[Coordinate annotation entries]
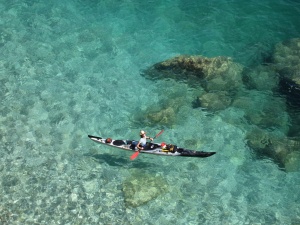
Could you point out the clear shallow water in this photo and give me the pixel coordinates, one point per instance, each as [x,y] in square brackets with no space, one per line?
[72,69]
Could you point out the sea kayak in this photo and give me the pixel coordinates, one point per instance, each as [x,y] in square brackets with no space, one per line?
[151,148]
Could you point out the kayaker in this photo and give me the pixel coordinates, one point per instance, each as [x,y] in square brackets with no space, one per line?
[143,141]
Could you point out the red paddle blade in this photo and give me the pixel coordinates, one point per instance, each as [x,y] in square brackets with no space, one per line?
[134,155]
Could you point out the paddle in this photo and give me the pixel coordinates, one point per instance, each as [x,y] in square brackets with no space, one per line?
[134,155]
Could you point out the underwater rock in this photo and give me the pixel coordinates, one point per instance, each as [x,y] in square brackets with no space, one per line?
[142,188]
[213,101]
[286,59]
[218,73]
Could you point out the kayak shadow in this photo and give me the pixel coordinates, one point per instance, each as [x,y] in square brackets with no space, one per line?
[118,161]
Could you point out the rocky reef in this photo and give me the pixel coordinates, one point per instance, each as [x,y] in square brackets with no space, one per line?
[268,95]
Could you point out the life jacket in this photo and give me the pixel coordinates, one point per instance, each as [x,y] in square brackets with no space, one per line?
[169,148]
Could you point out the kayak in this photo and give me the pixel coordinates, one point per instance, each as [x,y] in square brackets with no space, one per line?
[151,148]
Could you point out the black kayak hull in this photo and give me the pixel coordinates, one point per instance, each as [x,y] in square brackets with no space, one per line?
[154,148]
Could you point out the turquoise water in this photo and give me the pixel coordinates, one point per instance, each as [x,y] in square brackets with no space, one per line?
[72,68]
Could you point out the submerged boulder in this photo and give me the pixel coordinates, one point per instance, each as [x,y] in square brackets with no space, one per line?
[286,61]
[142,188]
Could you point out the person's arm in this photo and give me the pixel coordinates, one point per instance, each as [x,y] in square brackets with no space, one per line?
[151,139]
[138,146]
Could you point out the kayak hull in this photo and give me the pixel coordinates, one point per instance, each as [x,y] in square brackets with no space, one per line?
[153,148]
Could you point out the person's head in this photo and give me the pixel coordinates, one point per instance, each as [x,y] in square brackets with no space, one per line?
[142,133]
[108,140]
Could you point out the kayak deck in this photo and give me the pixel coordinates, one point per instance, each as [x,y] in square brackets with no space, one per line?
[152,148]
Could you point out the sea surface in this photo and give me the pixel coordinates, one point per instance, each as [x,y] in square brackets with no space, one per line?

## What the task asks
Give back every item above word for word, without the pictures.

## Solution for this task
Could you point out the clear shallow water in this photo and give me the pixel coordinates, one point per instance, each as [x,y] in square brackets with no space, one per line?
[72,69]
Could you point out the sea kayak in this photo and give me the pixel coordinates, one point per instance, each as [x,y] in square brackets with no space, one per line?
[151,148]
Could you point out the kayaker in this photo and give me the pixel coordinates, one point per instance, each as [x,y] in square brackets with no space, one per line?
[143,141]
Could you point out the red paddle blade in this photo and give me the pixel coordinates, one point per instance, each as [x,y] in square brackets with no space, one per line?
[134,155]
Could you point out the paddle in this photo and give me the pixel coordinates, one point per instance, each as [x,y] in square brackets with no space, one per line?
[134,155]
Could you point out the underwater rock in this photo and give me the pixel coordinates, one point per instance, each as [x,y] in square brackets with no space, one per line?
[142,188]
[213,101]
[286,59]
[218,73]
Could you point out the kayak shadow in this photo and give me the pixel coordinates, one point per instance, each as [x,y] in square brackets with no space, one per line?
[118,161]
Could you point out the rocky reef in this photo and give me the pixel coordinates, one point per instance, each as [x,y] in square brackets with no space, one per line?
[268,95]
Could you point out the life jacket in this photo and give me the pixel coordinates, one point per instance, each as [x,y] in square brackets with no space, one per line?
[169,148]
Could you point out the kayak in this photo and give me the pixel coordinates, one point per instance, each as [x,y] in square brackets with no space, one per line?
[151,148]
Could you point out the black kayak hull in this photo and give me the pixel coordinates, one point per instance, each as [x,y] in square brackets with no space, one per line?
[154,148]
Could you point out the turquoise water in this photo and give me the pixel coordinates, one point per instance, each as [x,y] in square brackets with no space, one per line?
[72,68]
Could you point out the submerged boulder in this photo and give me the pixel coordinates, one point per instance, each as [x,y] in square brackets with no space, one per line?
[286,61]
[142,188]
Could you point out the person's arm in this photo and give me the pixel coordinates, one point per instance, each as [x,y] in square brackets with no space, one per line?
[151,139]
[138,146]
Could you point out the kayak hull in this photo and give me the pixel coordinates, one point per instance, each as [x,y] in square brackets with no space, one per line?
[153,148]
Could you point out the person's head in this photo and give me the pixel coordinates, one point per instance, each as [x,y] in square brackets with no space, one per line?
[142,133]
[108,140]
Could you point out the kayak deck in this photo and give me the pixel coordinates, one point per instance, each as [x,y] in square brackets with no space, one per line?
[152,148]
Could you point out the sea surface in this photo and give me the pixel coordinates, one point per instance, each as [x,y] in square brackets with no space, one per line?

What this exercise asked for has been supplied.